Put every line of the records below into a Markdown table with two columns, Row and Line: Row holds the row number and Line holds the text of that line. Leave out blank lines.

---

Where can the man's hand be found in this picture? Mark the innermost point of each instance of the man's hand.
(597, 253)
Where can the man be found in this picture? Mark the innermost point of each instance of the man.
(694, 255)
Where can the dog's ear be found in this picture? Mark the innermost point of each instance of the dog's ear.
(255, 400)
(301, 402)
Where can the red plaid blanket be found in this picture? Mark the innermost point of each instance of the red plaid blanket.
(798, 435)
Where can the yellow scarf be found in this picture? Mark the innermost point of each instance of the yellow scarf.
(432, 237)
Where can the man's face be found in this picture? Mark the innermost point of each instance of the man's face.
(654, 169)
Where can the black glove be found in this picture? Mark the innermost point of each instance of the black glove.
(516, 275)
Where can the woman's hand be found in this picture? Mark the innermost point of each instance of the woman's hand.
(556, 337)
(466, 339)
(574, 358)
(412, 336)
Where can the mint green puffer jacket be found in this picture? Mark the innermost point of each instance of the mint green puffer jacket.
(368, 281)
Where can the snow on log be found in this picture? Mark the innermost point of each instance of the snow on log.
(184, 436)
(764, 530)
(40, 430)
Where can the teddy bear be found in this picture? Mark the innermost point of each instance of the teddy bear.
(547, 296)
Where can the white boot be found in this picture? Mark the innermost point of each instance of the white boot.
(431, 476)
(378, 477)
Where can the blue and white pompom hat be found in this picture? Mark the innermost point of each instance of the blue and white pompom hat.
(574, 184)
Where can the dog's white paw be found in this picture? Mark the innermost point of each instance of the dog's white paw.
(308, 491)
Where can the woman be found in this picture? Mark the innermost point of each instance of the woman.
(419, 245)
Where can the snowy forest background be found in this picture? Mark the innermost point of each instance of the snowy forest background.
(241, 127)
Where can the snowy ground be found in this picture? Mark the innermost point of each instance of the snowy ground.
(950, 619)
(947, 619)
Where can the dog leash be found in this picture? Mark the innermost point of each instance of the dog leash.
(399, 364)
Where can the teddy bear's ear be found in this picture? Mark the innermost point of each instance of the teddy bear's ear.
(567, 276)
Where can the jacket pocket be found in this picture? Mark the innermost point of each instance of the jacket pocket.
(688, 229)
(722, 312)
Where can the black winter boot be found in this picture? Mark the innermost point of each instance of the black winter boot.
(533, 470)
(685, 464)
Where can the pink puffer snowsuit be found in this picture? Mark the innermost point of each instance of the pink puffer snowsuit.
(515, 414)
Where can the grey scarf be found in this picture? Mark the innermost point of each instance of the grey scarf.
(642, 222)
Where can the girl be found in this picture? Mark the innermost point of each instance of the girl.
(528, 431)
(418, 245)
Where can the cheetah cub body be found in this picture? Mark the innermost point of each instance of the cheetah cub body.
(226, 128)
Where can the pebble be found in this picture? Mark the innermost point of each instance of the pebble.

---

## Response for this exercise:
| Row | Line |
|---|---|
| 1 | Where can the man's hand be found in this picture? Mark the innermost point of each instance of the man's hand. |
| 2 | (597, 253) |
| 3 | Where can the man be found in this picture? Mark the innermost point of each instance of the man. |
| 4 | (694, 255) |
| 5 | Where can the dog's ear be found in this picture? Mark the innermost point of each instance of the dog's ear. |
| 6 | (255, 400) |
| 7 | (301, 402) |
| 8 | Where can the red plaid blanket be found in this picture? Mark the innermost point of each instance of the red plaid blanket. |
| 9 | (798, 435) |
| 10 | Where can the yellow scarf be found in this picture? Mark the innermost point of each instance of the yellow scarf. |
| 11 | (432, 237) |
| 12 | Where can the man's face be found in this picture? Mark the innermost point of each instance of the man's face. |
| 13 | (654, 169) |
| 14 | Where can the black glove be found in this picture? Mark the innermost point of each instance of the black glove. |
| 15 | (516, 275) |
| 16 | Where can the woman's hand be found in this picture? Mark the innermost point of each instance of the woman's hand. |
| 17 | (556, 337) |
| 18 | (466, 339) |
| 19 | (574, 358) |
| 20 | (412, 336) |
| 21 | Where can the mint green puffer jacket be found in this picture? Mark the innermost point of each instance of the mint green puffer jacket. |
| 22 | (368, 281) |
| 23 | Where can the snow on log be found in this picture? Mark the innermost point of each instance of the snow on log. |
| 24 | (184, 436) |
| 25 | (764, 530) |
| 26 | (40, 430) |
| 27 | Where can the teddy bear be found in this picture? Mark the innermost point of each instance of the teddy bear. |
| 28 | (547, 296) |
| 29 | Where can the white boot be found in this picture? Mark the innermost point of each instance of the white boot. |
| 30 | (431, 476) |
| 31 | (378, 477) |
| 32 | Where can the blue and white pompom hat be found in this picture? Mark the innermost point of each instance of the blue and white pompom hat. |
| 33 | (574, 184) |
| 34 | Where can the dog's white paw be found in this picture? Mark the innermost point of each instance of the dog's white paw. |
| 35 | (308, 491) |
| 36 | Where can the woman be found in this picture? Mark the innermost point of each instance of the woman. |
| 37 | (419, 245) |
| 38 | Where can the snowy forest background be found in this picture? Mark the innermost point of each instance of the snowy forest background. |
| 39 | (241, 127) |
| 40 | Where can the snowy ground be found in this picture? Mark the innermost point of each instance of the snowy ground. |
| 41 | (950, 619) |
| 42 | (947, 619) |
| 43 | Where can the dog leash be found in this picture? Mark the innermost point of each instance of the dog leash. |
| 44 | (399, 364) |
| 45 | Where can the teddy bear's ear be found in this picture? Mark the innermost point of each instance of the teddy bear's ear. |
| 46 | (567, 276) |
| 47 | Where can the jacket pocket be found in this picture? Mark the innermost point of each instance of the jacket pocket. |
| 48 | (688, 229) |
| 49 | (722, 312) |
| 50 | Where can the black winter boot be found in this picture? Mark the innermost point of each instance of the black winter boot. |
| 51 | (533, 470) |
| 52 | (685, 464) |
| 53 | Where can the pink puffer snowsuit be found in this picture? Mark the innermost point of each instance of the pink puffer snowsuit. |
| 54 | (515, 414) |
| 55 | Where can the grey scarf be found in this picture? Mark the innermost point of each instance of the grey scarf. |
| 56 | (642, 222) |
| 57 | Where can the girl be found in this picture? Mark the innermost point of each instance of the girl. |
| 58 | (528, 431) |
| 59 | (418, 245) |
| 60 | Where can the cheetah cub body be found in this picture? Mark the innermost point of each instance of the cheetah cub body. |
| 61 | (226, 128) |
| 62 | Where can the pebble be found in this picture? Mark the innermost point of each instance of the pebble. |